- **Data extract**
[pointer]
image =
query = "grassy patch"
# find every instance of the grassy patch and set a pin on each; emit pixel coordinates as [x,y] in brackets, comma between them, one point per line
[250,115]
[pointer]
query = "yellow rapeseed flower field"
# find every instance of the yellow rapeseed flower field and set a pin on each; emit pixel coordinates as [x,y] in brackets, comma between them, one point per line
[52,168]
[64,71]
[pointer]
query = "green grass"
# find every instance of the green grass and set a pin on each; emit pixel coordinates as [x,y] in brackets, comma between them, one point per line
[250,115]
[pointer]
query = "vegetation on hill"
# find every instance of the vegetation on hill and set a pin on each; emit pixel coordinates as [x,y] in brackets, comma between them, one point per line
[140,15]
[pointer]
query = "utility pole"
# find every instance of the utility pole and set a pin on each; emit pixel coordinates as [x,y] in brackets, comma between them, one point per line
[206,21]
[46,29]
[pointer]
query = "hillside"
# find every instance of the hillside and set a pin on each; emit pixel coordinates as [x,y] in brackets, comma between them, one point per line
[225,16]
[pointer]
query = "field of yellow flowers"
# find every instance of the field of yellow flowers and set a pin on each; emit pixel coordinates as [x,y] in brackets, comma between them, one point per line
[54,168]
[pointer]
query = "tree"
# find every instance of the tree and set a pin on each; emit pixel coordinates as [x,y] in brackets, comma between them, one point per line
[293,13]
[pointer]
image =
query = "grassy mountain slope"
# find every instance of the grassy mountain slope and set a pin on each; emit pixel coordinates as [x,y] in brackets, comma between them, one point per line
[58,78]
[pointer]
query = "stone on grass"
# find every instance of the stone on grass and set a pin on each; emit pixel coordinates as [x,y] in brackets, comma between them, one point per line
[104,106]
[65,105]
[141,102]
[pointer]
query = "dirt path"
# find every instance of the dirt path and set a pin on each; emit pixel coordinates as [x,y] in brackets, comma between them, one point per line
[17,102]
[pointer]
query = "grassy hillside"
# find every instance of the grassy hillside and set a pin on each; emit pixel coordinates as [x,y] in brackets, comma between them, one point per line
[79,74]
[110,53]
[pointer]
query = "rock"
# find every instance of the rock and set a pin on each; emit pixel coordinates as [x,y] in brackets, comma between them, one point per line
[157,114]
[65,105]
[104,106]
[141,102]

- **Exercise**
Write every entry out again exactly.

- **Solution for this task**
[pointer]
image =
query = "grassy patch"
# find every instance of the grassy patch and set a pin on each; emit pixel coordinates as [x,y] in brackets, comma between them, one point per line
[250,115]
[pointer]
query = "yellow rapeseed flower field"
# find every instance of the yellow rapeseed flower field and set a pin on each; emit pixel coordinates as [x,y] in brackets, comma between them, one point per line
[52,168]
[64,71]
[pointer]
query = "green grass"
# find every instance of the green grass and set a pin on each; emit pixel coordinates as [x,y] in brackets, comma between them, one point per line
[250,115]
[pointer]
query = "vegetation on hill"
# find every instance of the vegetation on hill and set a pin on each; emit pixel coordinates as [x,y] in brackets, comma between them, one point per line
[140,15]
[pointer]
query = "utility pole"
# find every instance of the utility pole and set a pin on each; emit pixel coordinates as [x,y] in brackets, comma between them, one point per line
[206,21]
[46,29]
[pointer]
query = "hillside"
# find every instance of the hillside and set a pin on each; emit pixel coordinates as [x,y] in brackets, comma between them, one point per line
[225,16]
[pointer]
query = "field of yellow flowers"
# find every instance of the field of yellow flowers and set a pin on each; emit pixel coordinates as [x,y] in brackets, comma between them, one point per line
[54,168]
[pointer]
query = "tree"
# find every instance of the tree and set a pin on each; emit pixel coordinates as [x,y] in brackets, comma between them, one point per line
[293,13]
[pointer]
image =
query = "grassy mountain slope"
# find every instance of the grassy mountain slope and set a pin on each; emit pixel coordinates as [x,y] in brackets, comma between them, one point per line
[58,78]
[pointer]
query = "stone on grass"
# find every instance of the stone on grass and set a pin on each; emit pixel coordinates as [x,y] in brackets, comma between them, one point per line
[104,106]
[65,105]
[141,102]
[pointer]
query = "dirt path"
# find every instance of the dirt path and set a pin on each; emit pixel coordinates as [x,y] in brackets, comma between them, one point per line
[17,102]
[pointer]
query = "grassy hillside"
# find every instance of the grassy hillside and set a pin on each; emit pixel coordinates as [x,y] in brackets, comma between them, one point per line
[79,74]
[110,53]
[pointer]
query = "rock"
# find every instance of the rock and set a pin on each; emit pixel coordinates as [x,y] in brackets, comma between them, one point per line
[157,114]
[65,105]
[104,106]
[141,102]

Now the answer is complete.